Esercizio breve 1: Riscrivi per intero le voci dalla riga che contiene "work: provide the mask of every instance of the patterned" fino alla fine delle voci, entrambe incluse, aumentando di 144 ogni coordinata dei poligoni.

L’evento che Verga descrive nella novella è storicamente avvenuto. Si tratta dei cosiddetti “fatti di Bronte“: nell’agosto del 1860, nell’omonima cittadina ai piedi dell’Etna, i contadini diedero il via ad una sanguinosa rivolta popolare contro i galantuomini proprietari delle terre che essi lavoravano; per placare la sommossa, le truppe garibaldine di Nino Bixio fecero giustizia sommaria e cinque brontesi furono condannati a morte e fucilati.
In linea con la poetica verista già messa in pratica nelle novelle precedenti e nei Malavoglia, Verga narratore scompare, o meglio si eclissa; ciò che traspare dalle sue parole, però, è estremamente chiaro. La rivolta in nome della libertà, una libertà che è parola vuota e insignificante, è nient’altro che un carnevale furibondo: coloro che la mettono in pratica sono come ubriachi del sangue dei nobili e dei proprietari terrieri che stanno uccidendo.
E come la sbronza il giorno dopo è già passata, lasciando soltanto un mal di testa indesiderato, così la rivolta ben presto si conclude e solo lo sgradevole processo, durato tre anni, resta a testimoniare l’avvenuto; come il carnevale costituisce un giorno in cui i vincoli sociali sono ignorati e sovvertiti, allo stesso modo il furibondo carnevale di Bronte rovescia lo status quo per un breve momento, salvo poi tornare al punto di partenza.

Esercizio breve 2: Estrai parola per parola l'intero brano sui fatti di Bronte.

Voci da elaborare:
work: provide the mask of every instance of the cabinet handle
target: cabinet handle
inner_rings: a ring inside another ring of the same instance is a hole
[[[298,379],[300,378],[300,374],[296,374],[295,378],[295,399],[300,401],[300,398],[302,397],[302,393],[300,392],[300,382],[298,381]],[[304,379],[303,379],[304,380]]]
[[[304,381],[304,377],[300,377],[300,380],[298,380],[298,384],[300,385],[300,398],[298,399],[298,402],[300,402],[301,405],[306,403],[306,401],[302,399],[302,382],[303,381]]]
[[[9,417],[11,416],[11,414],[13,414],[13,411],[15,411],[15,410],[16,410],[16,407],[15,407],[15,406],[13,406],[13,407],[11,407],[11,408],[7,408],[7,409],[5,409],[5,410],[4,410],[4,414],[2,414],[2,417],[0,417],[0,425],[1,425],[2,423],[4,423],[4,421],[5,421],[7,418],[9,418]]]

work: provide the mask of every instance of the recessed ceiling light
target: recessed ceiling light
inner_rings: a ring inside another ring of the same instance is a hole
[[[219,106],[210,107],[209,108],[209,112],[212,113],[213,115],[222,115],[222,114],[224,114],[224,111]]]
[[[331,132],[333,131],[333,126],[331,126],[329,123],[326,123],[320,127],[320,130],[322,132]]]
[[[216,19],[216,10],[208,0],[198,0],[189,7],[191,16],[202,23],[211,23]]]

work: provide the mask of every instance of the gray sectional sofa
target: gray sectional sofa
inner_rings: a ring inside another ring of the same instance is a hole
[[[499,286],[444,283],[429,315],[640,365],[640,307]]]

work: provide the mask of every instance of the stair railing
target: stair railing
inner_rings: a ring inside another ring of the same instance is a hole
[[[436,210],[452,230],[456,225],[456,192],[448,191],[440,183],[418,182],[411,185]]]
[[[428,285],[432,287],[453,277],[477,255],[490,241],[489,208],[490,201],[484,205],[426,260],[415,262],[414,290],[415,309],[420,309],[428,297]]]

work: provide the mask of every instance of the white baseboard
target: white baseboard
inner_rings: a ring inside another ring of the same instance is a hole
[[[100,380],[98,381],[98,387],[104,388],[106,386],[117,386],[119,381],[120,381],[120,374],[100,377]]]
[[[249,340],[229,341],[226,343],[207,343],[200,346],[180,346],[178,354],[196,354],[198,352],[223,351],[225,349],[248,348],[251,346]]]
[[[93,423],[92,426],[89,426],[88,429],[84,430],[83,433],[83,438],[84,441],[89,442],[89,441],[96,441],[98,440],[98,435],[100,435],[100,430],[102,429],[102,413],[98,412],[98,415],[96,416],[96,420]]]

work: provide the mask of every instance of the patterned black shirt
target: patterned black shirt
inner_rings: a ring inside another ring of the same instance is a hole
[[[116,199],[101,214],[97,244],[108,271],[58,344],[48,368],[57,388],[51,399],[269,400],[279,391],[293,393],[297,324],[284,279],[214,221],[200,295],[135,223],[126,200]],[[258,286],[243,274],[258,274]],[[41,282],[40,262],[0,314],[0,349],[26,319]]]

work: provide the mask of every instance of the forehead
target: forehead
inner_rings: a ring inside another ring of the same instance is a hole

Risultato 1:
work: provide the mask of every instance of the patterned black shirt
target: patterned black shirt
inner_rings: a ring inside another ring of the same instance is a hole
[[[260,343],[245,358],[241,388],[252,415],[202,488],[192,512],[201,532],[195,543],[413,544],[423,535],[437,537],[441,468],[428,423],[358,365],[344,439],[279,367],[270,344]],[[402,430],[387,418],[402,418]],[[185,426],[184,406],[144,458],[144,493],[170,463]]]

work: provide the mask of every instance of the forehead
target: forehead
inner_rings: a ring inside another ring of the same instance is a hole

Risultato 2:
L’evento che Verga descrive nella novella è storicamente avvenuto. Si tratta dei cosiddetti “fatti di Bronte“: nell’agosto del 1860, nell’omonima cittadina ai piedi dell’Etna, i contadini diedero il via ad una sanguinosa rivolta popolare contro i galantuomini proprietari delle terre che essi lavoravano; per placare la sommossa, le truppe garibaldine di Nino Bixio fecero giustizia sommaria e cinque brontesi furono condannati a morte e fucilati.
In linea con la poetica verista già messa in pratica nelle novelle precedenti e nei Malavoglia, Verga narratore scompare, o meglio si eclissa; ciò che traspare dalle sue parole, però, è estremamente chiaro. La rivolta in nome della libertà, una libertà che è parola vuota e insignificante, è nient’altro che un carnevale furibondo: coloro che la mettono in pratica sono come ubriachi del sangue dei nobili e dei proprietari terrieri che stanno uccidendo.
E come la sbronza il giorno dopo è già passata, lasciando soltanto un mal di testa indesiderato, così la rivolta ben presto si conclude e solo lo sgradevole processo, durato tre anni, resta a testimoniare l’avvenuto; come il carnevale costituisce un giorno in cui i vincoli sociali sono ignorati e sovvertiti, allo stesso modo il furibondo carnevale di Bronte rovescia lo status quo per un breve momento, salvo poi tornare al punto di partenza.